The problem ▸
Answer these questions using the court opinion below.
1. Which court issued the order that the Attorney General appeals?
2. On what date did the defendant file his ex parte motion?
3. On what date was the hearing on the defendant's motion for reconsideration held?

Excerpted text ▸
--------------------------------------------------
In re Preston

898 S.W.2d 151 | Mo. Ct. App. | 1995

GARY M. GAERTNER, Judge.

Appellant, the Attorney General for the State of Missouri (“Attorney General”), appeals from an order of the Washington County Circuit Court permitting respondent, Elroy Preston (“defendant”), to inspect and copy any and all records pertaining to defendant compiled and maintained by the Department of Corrections and Human Resources (“DOC”). We quash the order.

Defendant is currently incarcerated in Po-tosí Correction Center under a sentence of death. On February 16, 1994, defendant filed an ex parte motion in Washington County Circuit Court. Said motion sought an order authorizing inspection and copying of all records pertaining to defendant compiled and maintained by DOC, pursuant to RSMo §§ 217.075 and 610.120 (1994). The court entered an order that same day granting defendant’s motion. On February 24, upon a motion of Attorney General, the court entered an order vacating its previous order. On March 24, 1994, defendant filed a motion for reconsideration of the court’s February 24 order. A hearing on defendant’s motion was held April 14, 1994.
--------------------------------------------------
Records shown ▸
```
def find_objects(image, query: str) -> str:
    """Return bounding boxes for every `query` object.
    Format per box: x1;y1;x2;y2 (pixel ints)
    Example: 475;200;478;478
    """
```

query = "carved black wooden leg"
--------------------------------------------------
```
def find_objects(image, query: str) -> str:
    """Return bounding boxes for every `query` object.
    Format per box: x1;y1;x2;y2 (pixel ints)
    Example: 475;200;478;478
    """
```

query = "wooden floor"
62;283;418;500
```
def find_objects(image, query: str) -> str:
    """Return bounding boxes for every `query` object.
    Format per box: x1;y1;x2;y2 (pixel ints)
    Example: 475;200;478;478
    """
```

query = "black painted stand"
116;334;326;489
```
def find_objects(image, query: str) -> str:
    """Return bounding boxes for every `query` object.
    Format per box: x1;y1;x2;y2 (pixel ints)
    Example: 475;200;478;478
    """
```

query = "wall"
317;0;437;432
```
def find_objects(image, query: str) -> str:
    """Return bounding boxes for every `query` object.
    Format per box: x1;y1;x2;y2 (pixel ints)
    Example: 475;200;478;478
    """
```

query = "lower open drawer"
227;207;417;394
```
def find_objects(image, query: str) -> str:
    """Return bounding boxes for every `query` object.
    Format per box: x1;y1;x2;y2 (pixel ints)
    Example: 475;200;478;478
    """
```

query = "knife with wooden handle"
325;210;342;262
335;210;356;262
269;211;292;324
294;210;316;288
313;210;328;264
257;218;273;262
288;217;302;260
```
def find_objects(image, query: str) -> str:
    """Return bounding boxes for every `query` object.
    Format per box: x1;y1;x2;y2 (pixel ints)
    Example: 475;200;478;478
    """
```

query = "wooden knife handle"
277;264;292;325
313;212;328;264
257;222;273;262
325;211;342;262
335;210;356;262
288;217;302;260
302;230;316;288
--------------------------------------------------
Task solution ▸
1. The Washington County Circuit Court.
2. February 16, 1994.
3. April 14, 1994.